*** TEXT

Die Entwicklung der Anpflanzungen wird seit 2008 durch ein Monitoring dokumentiert. Auch die weitere Entwicklung der zu Untersuchungszwecken genutzten vorhandenen Schilfbestände wird durch ein Monitoring erfasst. Des Weiteren konnten auf Grundlage der Ergebnisse aus den Untersuchungen zu Effekten Fraßes durch Graugänse erste Maßnahmen des Gänsemanagements umgesetzt bzw. vorbereitet werden.
Die Ergebnisse der Luftbildauswertung sowie eigener Analysen flossen in eine GIS-basierte Analyse der Ursachen des Röhrichtrückgangs ein.


Ergebnisse und Diskussion

Wie die Auswertung von Luftbildern verschiedener Jahrgänge zeigt, sind die aquatischen Schilfröhrichte an den Untersuchungsgewässern seit 1953 durchschnittlich um 78% zurückgegangen. Faktoren wie die zunehmende Beschattung im Uferbereich, die Belastung durch Wellen und auch der Fraß durch Graugänse konnten im Zusammenwirken mit weiteren Faktoren als ursächlich für diesen starken Rückgang identifiziert werden. Alle betrachteten Faktoren kommen an jedem Gewässer in unterschiedlicher Intensität zur Wirkung, so dass für jeden See individuelle Analysen notwendig sind. Dies bestätigt die Ergebnisse anderer Untersuchungen. Darüber hinaus konnte in einer vergleichenden Studie gezeigt werden, dass die Vitalität der aquatischen Schilfröhrichte maßgeblich von der Wasserstandsführung eines Gewässers beeinflusst wird, wobei sich ein naturnahes hydrologisches Regime positiv auf die Vitalität der Schilfbestände auswirkte.
Vorhandene aquatische Schilfröhrichte können durch temporäre und permanente Zäunungen wirkungsvoll gegen Fraß durch Graugänse geschützt werden. Auch die Auflichtung von Ufergehölzen sowie der Schutz vor mechanischer Belastung durch den Bau von Wellenbrechern in Form von Palisaden erwiesen sich als geeignete Maßnahmen zum Schutz bestehender aquatischer Schilfröhrichte. Zudem sind sowohl Palisaden als auch Zäunungen ein besonders effektiver Schutz für neu angepflanzte Schilfbestän-de.

******
*** GEGEBENE ZEILEN

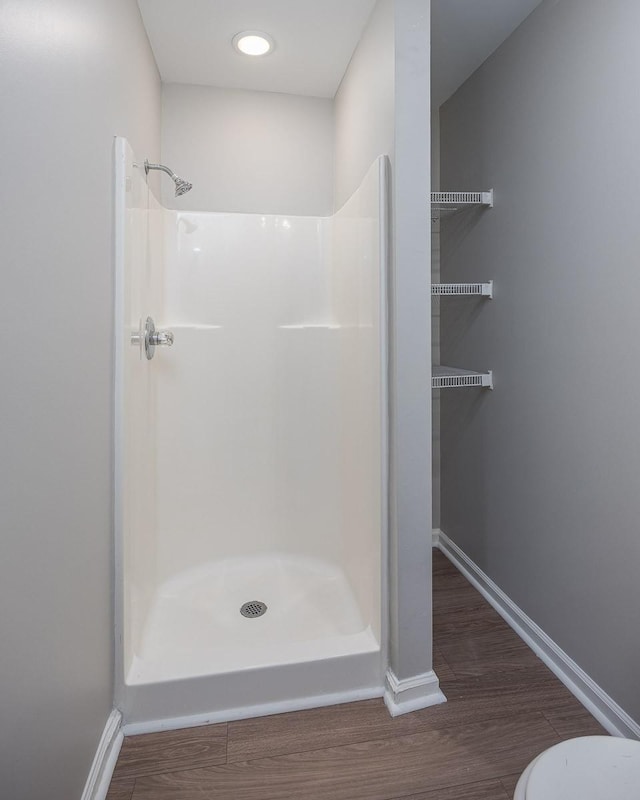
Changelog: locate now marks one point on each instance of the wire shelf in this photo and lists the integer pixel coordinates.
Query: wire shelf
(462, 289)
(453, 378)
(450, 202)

******
*** GEGEBENE ZEILEN

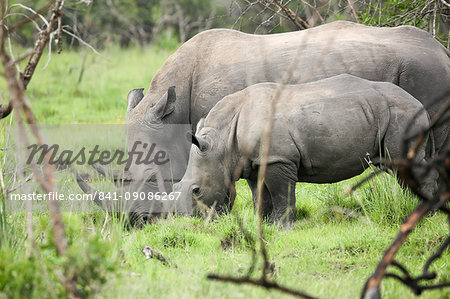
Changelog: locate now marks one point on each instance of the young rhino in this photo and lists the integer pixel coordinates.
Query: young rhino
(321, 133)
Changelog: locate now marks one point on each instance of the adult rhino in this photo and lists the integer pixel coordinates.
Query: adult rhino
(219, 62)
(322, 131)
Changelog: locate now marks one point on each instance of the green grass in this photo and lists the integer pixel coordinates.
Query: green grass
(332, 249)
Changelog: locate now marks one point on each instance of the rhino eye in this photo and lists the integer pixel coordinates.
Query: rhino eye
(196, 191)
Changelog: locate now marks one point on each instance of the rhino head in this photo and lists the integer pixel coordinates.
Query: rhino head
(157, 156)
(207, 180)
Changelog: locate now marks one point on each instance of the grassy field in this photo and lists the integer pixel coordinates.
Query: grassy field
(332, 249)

******
*** GEGEBENE ZEILEN

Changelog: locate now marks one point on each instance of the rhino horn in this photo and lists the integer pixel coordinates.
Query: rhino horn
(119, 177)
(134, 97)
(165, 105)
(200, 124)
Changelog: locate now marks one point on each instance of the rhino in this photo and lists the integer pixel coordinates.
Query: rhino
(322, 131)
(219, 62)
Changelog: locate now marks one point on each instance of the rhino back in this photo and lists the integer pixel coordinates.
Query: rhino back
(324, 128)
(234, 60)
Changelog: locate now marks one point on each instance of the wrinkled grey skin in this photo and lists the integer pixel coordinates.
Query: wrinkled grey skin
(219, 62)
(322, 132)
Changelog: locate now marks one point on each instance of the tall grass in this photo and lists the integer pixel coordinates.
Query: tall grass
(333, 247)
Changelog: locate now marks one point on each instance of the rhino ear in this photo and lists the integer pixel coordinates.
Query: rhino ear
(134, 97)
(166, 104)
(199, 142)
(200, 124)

******

## DEINE AUFGABEN
A - Übersetze den Satz „Vorhandene aquatische Schilfröhrichte können durch temporäre und permanente Zäunungen wirkungsvoll gegen Fraß durch Graugänse geschützt werden.“ aus dem Text über den Schilfrückgang ins Englische.
B - Um wie viel Prozent sind die aquatischen Schilfröhrichte an den Untersuchungsgewässern laut dem Text über den Schilfrückgang seit 1953 durchschnittlich zurückgegangen?
C - Gib aus dem Text über den Schilfrückgang den Abschnitt von „Die Entwicklung der“ bis „des Röhrichtrückgangs ein.“ wortgetreu aus.

## DIE LÖSUNGEN
A - Existing aquatic reed beds can be effectively protected against grazing by greylag geese with temporary and permanent fencing.

B - Um durchschnittlich 78 %.

C -
Die Entwicklung der Anpflanzungen wird seit 2008 durch ein Monitoring dokumentiert. Auch die weitere Entwicklung der zu Untersuchungszwecken genutzten vorhandenen Schilfbestände wird durch ein Monitoring erfasst. Des Weiteren konnten auf Grundlage der Ergebnisse aus den Untersuchungen zu Effekten Fraßes durch Graugänse erste Maßnahmen des Gänsemanagements umgesetzt bzw. vorbereitet werden.
Die Ergebnisse der Luftbildauswertung sowie eigener Analysen flossen in eine GIS-basierte Analyse der Ursachen des Röhrichtrückgangs ein.